:: Article ::
Le modèle suédois de la défense proactive et psychologique

La création d’une Agence suédoise de défense psychologique sert de modèle. Elle est chargée de protéger « la société ouverte et démocratique, et la libre formation d’opinions en identifiant, analysant et répondant aux influences inappropriées et autres informations trompeuses dirigées contre la Suède ou les intérêts suédois ».

Son objectif est « d’identifier, d’analyser et de répondre aux influences inappropriées et autres informations trompeuses » et souligne la nécessité d’une approche préventive, mettant l’accent sur la pensée critique et l’éducation aux médias.

Ses tâches comprennent la sensibilisation à la menace informationnelle, le développement de méthodes et de technologies permettant d’identifier et de contrer les ingérences informationnelles, la formation des journalistes et des institutions, ainsi que le financement de recherches liées à la défense psychologique.

Cette position proactive est essentielle pour construire une « immunité » sociétale aux campagnes de désinformation. La conception suédoise de la défense psychologique repose sur la résilience, l’analyse de la menace, la dissuasion et la communication stratégique.

Les nouvelles armes psychologiques de lutte contre les manipulations de l’information

Dans son papier, David Colon mentionne les travaux de Jon Roozenbeek et Sander van der Linden qui proposent un état des lieux des interventions visant à lutter à l’échelle individuelle et sociétale contre la désinformation.

D’abord des mesures destinées à renforcer les capacités des citoyens à résister à la désinformation :

  • Boosting, l’éducation aux médias et à l’information, le renforcement de l’esprit critique
  • Prebunking, la réfutation par anticipation une technique préventive de lutte contre la manipulation de l’information consistant à créer des « anticorps mentaux » en aidant le public à identifier et à réfuter par anticipation des récits faux et trompeurs de façon à l’immuniser contre les effets de campagnes de désinformation

Ensuite les nudges, ces incitations indirectes intégrées au design des pages Web et destinées à inciter les gens à se détourner de la désinformation en apportant des changements à l’architecture de leurs choix sur les médias sociaux et de dispositifs d’étiquetage des contenus (content labelling).
:::
:: Données fournies ::
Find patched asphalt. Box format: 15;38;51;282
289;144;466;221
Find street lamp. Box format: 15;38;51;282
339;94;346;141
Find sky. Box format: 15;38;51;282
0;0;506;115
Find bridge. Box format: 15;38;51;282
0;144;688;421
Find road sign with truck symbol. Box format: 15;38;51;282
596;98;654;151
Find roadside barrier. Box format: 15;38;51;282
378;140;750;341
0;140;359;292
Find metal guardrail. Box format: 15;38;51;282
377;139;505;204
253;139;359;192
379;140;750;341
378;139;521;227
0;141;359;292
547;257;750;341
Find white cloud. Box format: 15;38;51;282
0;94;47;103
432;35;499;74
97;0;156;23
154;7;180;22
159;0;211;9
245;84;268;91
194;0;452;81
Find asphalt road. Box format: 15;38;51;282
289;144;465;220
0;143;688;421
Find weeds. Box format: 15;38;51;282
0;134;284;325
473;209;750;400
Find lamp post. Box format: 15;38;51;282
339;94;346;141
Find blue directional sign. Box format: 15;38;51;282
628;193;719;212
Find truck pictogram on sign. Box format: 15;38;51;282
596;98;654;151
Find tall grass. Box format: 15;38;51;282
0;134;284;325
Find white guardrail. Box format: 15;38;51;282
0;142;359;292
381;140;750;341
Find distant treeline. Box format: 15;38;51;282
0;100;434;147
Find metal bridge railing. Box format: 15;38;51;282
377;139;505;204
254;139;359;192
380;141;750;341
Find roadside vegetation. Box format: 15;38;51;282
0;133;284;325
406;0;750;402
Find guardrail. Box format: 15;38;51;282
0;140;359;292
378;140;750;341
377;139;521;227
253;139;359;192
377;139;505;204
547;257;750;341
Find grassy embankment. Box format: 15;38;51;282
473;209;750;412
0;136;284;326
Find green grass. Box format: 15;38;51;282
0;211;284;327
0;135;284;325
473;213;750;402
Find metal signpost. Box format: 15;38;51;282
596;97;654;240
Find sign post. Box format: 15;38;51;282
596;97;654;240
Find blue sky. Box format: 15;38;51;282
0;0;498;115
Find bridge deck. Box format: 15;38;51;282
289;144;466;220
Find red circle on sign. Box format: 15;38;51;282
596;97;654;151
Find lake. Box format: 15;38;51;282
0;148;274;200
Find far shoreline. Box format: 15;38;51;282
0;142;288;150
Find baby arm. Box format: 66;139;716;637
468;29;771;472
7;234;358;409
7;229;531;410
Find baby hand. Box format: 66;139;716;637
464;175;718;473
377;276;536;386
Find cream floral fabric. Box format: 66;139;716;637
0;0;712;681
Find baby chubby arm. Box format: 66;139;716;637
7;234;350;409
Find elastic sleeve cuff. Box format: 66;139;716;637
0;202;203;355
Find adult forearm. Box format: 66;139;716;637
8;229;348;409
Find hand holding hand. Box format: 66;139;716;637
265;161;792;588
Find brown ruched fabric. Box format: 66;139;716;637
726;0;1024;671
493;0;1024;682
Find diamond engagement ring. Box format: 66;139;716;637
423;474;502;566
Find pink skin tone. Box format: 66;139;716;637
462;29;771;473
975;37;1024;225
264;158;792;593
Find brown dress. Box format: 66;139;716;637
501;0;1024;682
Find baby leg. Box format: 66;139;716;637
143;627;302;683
:::
Problèmes à résoudre —
(a) Reproduisez fidèlement le passage de l'article allant de « Cette position proactive » à « contre la désinformation. ».
(b) Répondez brièvement aux questions suivantes d'après l'article :
(i) Sur quels éléments repose la conception suédoise de la défense psychologique ?
(ii) Quels chercheurs, cités par David Colon, proposent un état des lieux des interventions contre la désinformation ?
(iii) Dans quoi les nudges sont-ils intégrés ?

Réponses aux exercices —
(a)
Cette position proactive est essentielle pour construire une « immunité » sociétale aux campagnes de désinformation. La conception suédoise de la défense psychologique repose sur la résilience, l’analyse de la menace, la dissuasion et la communication stratégique.

Les nouvelles armes psychologiques de lutte contre les manipulations de l’information

Dans son papier, David Colon mentionne les travaux de Jon Roozenbeek et Sander van der Linden qui proposent un état des lieux des interventions visant à lutter à l’échelle individuelle et sociétale contre la désinformation.

(b)
(i) Sur la résilience, l'analyse de la menace, la dissuasion et la communication stratégique.
(ii) Jon Roozenbeek et Sander van der Linden.
(iii) Dans le design des pages Web.